◆ TEKS BACAAN ◆
^^^^^^^^^^^^^^^^

Namun, perempuan yang juga dosen Fakultas Kedokteran di Universitas Udayana ini menegaskan bahwa tiga hal yang ia sebutkan pertama bisa terjadi penularan jika terjadi hubungan langsung. Artinya, meskipun darah merupakan media penularan tapi tidak bisa terjadi secara langsung.
Anggapan bahwa gigitan nyamuk dapat menularkan virus HIV adalah anggapan yang sama sekali salah. Menurut Tuti, transfusi darah dan suntikan adalah beberapa cara yang bisa melakukan penularan melalui darah.

Fenomena Gunung Es
Menurut data Departemen Kesehatan, jumlah penderita HIV/AIDS di Indonesia sampai Juni 2002 mencapai 2950 orang. Dari jumlah tersebut, penderita laki-laki berjumlah 1913 dan perempuan 968. Sementara 143 orang lainnya tidak disebutkan jenis kelaminnya.
Sedangkan menurut faktor risiko, penderita HIV/AIDS dari hubungan seks heteroseksual mencapai 1483 orang, sementara homoseksual 167 orang. Dari faktor transfusi darah, jumlah penderita 3 orang. Transfusi perinatal 15 orang dan yang tak diketahui penyebabnya mencapai 566 orang. Data juga menyebutkan bahwa 1177 penderita HIV/AIDS terdapat di DKI Jakarta, 559 di Papua dan 237 di Jawa Timur.

^^^^^^^^^^^^^^^^

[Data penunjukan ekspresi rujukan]
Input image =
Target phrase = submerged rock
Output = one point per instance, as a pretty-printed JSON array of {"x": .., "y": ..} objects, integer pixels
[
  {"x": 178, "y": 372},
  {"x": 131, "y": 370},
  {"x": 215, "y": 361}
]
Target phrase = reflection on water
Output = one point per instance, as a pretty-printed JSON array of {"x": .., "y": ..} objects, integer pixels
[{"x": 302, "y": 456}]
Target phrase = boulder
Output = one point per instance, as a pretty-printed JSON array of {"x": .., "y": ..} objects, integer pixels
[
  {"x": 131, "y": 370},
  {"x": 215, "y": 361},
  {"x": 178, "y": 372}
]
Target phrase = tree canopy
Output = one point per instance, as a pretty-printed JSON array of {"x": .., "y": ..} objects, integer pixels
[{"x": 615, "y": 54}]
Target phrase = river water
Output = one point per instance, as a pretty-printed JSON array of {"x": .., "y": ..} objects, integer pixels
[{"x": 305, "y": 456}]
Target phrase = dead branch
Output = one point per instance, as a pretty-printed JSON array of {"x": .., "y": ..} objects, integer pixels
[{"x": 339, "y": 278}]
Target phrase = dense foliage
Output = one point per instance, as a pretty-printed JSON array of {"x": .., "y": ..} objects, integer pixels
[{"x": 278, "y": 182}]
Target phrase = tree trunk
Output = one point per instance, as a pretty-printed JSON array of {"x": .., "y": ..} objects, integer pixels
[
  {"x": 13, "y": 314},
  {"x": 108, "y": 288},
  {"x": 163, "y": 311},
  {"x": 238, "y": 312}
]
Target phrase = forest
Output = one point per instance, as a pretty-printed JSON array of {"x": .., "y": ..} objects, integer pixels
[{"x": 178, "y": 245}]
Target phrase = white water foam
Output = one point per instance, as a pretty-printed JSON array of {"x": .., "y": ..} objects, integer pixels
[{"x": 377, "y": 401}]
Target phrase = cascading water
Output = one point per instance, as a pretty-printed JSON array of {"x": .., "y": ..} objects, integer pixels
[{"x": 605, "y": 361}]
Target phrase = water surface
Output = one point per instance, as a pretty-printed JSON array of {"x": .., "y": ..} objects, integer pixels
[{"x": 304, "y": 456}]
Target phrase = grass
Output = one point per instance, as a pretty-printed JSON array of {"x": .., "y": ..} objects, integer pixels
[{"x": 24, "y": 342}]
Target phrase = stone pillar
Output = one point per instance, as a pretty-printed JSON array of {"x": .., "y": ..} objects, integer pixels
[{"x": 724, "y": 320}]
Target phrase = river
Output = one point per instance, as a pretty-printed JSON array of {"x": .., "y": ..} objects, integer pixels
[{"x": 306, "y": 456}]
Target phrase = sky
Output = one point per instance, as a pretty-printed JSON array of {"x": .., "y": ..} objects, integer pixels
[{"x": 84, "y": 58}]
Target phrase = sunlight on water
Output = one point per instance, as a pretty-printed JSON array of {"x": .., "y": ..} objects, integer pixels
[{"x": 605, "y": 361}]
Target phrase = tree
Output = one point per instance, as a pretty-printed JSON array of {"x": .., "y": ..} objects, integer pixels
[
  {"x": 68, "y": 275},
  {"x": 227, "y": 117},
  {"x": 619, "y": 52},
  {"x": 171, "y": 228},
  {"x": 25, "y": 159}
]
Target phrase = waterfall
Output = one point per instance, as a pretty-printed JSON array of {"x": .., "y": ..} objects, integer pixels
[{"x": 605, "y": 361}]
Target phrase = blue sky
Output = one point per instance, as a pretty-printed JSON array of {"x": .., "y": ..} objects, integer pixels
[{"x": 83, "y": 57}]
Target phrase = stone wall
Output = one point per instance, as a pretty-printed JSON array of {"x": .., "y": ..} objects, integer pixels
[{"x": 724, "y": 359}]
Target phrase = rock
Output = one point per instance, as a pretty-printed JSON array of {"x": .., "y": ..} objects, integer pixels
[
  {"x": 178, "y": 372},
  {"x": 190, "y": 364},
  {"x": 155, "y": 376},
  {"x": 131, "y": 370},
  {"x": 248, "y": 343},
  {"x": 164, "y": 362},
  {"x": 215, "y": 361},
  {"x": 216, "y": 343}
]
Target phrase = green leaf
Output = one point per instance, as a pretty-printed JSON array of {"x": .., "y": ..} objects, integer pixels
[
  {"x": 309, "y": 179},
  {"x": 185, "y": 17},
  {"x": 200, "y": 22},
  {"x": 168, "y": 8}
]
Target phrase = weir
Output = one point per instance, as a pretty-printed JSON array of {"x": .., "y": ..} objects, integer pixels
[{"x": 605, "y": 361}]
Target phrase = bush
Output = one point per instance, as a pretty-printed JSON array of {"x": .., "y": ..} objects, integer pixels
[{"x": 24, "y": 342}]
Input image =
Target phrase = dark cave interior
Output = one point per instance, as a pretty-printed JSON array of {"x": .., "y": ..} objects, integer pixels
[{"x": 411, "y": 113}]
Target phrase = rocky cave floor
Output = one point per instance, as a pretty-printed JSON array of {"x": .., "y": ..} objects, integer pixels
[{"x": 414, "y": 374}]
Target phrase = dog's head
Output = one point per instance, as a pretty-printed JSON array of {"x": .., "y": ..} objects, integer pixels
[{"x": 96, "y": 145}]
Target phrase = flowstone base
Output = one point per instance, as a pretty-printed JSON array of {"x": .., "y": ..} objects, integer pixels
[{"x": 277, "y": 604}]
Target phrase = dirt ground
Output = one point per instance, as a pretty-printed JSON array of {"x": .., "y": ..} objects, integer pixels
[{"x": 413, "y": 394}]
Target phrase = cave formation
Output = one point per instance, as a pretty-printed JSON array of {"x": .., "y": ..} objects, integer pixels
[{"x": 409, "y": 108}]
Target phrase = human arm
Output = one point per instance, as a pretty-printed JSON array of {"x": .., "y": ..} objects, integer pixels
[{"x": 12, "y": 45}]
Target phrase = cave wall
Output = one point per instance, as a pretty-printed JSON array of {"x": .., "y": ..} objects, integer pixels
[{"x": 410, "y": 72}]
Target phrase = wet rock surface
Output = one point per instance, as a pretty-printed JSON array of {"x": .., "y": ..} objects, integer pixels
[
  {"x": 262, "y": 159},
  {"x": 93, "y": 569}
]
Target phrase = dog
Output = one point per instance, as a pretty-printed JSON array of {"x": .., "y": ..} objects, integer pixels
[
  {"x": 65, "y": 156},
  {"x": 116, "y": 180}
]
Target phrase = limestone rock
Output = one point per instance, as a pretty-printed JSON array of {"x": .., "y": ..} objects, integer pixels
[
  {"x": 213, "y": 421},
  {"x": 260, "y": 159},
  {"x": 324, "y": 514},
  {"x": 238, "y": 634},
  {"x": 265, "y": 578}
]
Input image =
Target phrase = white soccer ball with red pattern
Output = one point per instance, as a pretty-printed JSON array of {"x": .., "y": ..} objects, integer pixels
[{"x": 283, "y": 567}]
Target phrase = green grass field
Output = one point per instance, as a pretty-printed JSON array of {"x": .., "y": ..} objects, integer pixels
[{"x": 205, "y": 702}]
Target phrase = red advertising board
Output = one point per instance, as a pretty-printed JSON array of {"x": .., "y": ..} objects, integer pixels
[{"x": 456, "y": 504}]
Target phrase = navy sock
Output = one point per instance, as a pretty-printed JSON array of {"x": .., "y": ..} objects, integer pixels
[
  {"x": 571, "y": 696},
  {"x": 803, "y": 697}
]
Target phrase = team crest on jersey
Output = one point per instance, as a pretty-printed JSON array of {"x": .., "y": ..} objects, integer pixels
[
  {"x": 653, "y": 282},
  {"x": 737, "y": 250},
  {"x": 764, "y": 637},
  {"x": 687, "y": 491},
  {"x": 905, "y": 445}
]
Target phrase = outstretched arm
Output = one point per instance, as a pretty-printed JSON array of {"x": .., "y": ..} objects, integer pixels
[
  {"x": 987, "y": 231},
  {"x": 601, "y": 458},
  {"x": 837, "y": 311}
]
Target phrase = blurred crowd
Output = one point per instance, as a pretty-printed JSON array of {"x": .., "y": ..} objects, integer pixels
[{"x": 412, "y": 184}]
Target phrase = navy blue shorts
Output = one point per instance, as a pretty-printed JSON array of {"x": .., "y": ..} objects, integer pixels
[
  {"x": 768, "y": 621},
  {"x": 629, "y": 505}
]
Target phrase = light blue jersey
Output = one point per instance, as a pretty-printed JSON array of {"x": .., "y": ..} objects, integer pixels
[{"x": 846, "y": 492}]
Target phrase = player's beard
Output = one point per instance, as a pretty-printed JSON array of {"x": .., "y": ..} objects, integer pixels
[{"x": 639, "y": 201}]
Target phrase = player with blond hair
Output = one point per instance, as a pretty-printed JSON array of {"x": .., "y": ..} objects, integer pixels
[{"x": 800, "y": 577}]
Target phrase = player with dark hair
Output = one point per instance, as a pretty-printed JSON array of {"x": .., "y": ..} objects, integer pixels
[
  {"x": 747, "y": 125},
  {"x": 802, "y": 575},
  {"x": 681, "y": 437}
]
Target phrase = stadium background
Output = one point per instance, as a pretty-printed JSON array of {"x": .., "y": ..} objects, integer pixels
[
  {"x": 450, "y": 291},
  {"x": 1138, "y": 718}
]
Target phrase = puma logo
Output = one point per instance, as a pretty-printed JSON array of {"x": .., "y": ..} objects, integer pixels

^^^^^^^^^^^^^^^^

◆ BUTIR TUGAS A ◆
Sebutkan semua daerah yang tercantum dalam teks tentang HIV/AIDS beserta jumlah penderita HIV/AIDS di masing-masing daerah itu.
◆ BUTIR TUGAS B ◆
Teruskan teks tentang HIV/AIDS di Indonesia mulai dari kalimat terakhirnya.

◆ HASIL LATIHAN A ◆
DKI Jakarta: 1177 penderita
Papua: 559 penderita
Jawa Timur: 237 penderita

◆ HASIL LATIHAN B ◆
Namun menurut Badan Kesehatan Dunia (WHO), di sejumlah negara di mana tes HIV belum merata dilakukan karena berbagai sebab —termasuk kecemasan atas penghakiman masyarakat akibat mitos yang berkembang—, maka setiap HIV positif yang terdeteksi berarti di masyarakat ada 100 orang yang sudah terinfeksi HIV tapi belum terdeteksi. Inilah yang dikenal dengan fenomena gunung es, bagian es yang muncul di permukaan air hanyalah sebagian saja dibandingkan bagian es yang terletak di bawah permukaan air.
Salah satu penyebab dari fenomena semacam ini adalah penyangkalan tentang HIV/AIDS dalam masyarakat setempat. India dan Thailand adalah contoh negara berkembang selain Indonesia di mana masyarakatnya menyangkal keberadaan HIV/AIDS. Dan beranggapan bahwa penularan penyakit ini bisa diatasi dengan religiositas. Padahal, seperti dikatakan Direktur Lembaga Penelitian, Pendidikan dan Penerbitan Yogyakarta (LP3Y) Ashadi Siregar yang giat mengadakan pelatihan mengenai HIV/AIDS kepada wartawan dan kalangan LSM, HIV/AIDS dan agama adalah dua hal yang sama sekali berbeda. Jadi mengapa mesti menciptakan ”momok” untuk suatu hal yang bisa dijelaskan secara medis?
(SH/fransisca r. susanti)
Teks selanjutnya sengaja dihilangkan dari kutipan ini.